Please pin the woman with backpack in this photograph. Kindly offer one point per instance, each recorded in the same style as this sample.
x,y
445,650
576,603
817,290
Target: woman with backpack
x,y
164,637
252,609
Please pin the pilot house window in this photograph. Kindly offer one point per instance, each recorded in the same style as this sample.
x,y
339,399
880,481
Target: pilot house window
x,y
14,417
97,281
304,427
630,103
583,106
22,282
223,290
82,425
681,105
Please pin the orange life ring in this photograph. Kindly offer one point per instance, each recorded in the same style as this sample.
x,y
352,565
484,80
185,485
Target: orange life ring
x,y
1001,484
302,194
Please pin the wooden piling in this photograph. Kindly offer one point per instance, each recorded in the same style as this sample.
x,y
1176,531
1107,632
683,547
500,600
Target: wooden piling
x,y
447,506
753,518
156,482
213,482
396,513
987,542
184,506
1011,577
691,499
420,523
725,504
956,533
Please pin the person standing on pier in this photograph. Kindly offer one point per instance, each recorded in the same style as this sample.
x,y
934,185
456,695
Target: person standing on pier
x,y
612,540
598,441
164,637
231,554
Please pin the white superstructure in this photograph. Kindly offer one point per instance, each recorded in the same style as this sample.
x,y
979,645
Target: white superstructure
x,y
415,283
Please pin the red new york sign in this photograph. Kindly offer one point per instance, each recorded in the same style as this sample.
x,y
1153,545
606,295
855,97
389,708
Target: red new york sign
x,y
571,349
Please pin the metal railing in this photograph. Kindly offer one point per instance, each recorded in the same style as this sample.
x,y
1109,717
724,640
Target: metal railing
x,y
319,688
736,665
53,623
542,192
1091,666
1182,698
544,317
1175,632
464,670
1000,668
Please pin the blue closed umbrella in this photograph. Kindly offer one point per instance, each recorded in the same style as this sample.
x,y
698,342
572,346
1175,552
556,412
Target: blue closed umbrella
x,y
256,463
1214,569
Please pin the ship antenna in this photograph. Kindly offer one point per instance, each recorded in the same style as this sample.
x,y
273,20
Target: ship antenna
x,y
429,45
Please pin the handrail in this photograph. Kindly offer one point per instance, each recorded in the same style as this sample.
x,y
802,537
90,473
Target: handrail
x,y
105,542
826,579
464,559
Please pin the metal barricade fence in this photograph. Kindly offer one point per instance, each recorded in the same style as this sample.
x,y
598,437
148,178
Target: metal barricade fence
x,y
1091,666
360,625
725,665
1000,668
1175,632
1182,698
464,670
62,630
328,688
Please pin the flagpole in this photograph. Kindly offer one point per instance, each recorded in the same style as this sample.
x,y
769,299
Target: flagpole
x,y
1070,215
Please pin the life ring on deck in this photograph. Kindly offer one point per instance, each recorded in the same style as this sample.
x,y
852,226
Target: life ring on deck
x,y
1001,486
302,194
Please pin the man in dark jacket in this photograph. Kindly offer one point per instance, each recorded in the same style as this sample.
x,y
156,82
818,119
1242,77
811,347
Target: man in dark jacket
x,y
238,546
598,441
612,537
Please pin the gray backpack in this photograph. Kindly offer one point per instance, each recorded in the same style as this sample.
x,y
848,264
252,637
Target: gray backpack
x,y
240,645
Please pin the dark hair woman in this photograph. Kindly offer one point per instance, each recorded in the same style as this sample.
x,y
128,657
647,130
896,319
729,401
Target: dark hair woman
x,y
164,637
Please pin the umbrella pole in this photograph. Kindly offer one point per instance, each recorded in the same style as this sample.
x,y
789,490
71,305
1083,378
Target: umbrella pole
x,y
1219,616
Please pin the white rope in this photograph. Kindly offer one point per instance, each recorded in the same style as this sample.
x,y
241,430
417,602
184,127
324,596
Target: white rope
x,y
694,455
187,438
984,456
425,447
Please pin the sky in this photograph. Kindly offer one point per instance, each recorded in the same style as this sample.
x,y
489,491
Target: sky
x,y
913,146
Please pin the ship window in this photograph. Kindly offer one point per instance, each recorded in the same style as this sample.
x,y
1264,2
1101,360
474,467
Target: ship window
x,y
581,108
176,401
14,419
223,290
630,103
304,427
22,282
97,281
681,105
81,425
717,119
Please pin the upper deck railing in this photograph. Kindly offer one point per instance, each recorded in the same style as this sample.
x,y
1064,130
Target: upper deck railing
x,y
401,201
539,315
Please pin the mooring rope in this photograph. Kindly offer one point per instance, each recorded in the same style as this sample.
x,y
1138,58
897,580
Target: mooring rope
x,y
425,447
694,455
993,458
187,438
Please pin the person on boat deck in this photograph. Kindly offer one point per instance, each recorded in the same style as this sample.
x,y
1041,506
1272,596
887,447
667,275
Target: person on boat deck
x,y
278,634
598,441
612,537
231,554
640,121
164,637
..........
Set exercise: Please return, unchanged and in full, the part of the data that opens with the line containing "Please pin the sky" and closes with the last line of the data.

Reply to the task:
Please pin the sky in this photograph. Kindly offer one point per instance, each recorded in the same style as this sample.
x,y
489,491
Target: sky
x,y
913,146
Please pin the ship window in this photograph. Kindly offer one point per instance, each recorded in the same style as this sample.
x,y
1264,2
1101,360
474,467
Target: ship window
x,y
581,108
176,401
14,419
223,290
630,103
304,427
22,282
97,281
681,105
81,425
717,119
Please pin the upper deck railing in this photograph. Kindly offer one point per instance, each recorded in the same style as this sample.
x,y
1064,130
Target: upper deck railing
x,y
401,201
539,315
Please pin the mooring rope in this photograph. Kindly offer one point per instance, each recorded in the same style as this sample.
x,y
1138,58
897,580
Target: mooring rope
x,y
425,447
694,455
993,458
187,438
Please pin the person on boat deck in this photograph. Kindly offer one point per instance, each recorded in the same style as this sample.
x,y
1041,506
1272,596
887,447
667,275
Target: person on boat deck
x,y
278,634
598,441
612,537
231,554
640,121
164,637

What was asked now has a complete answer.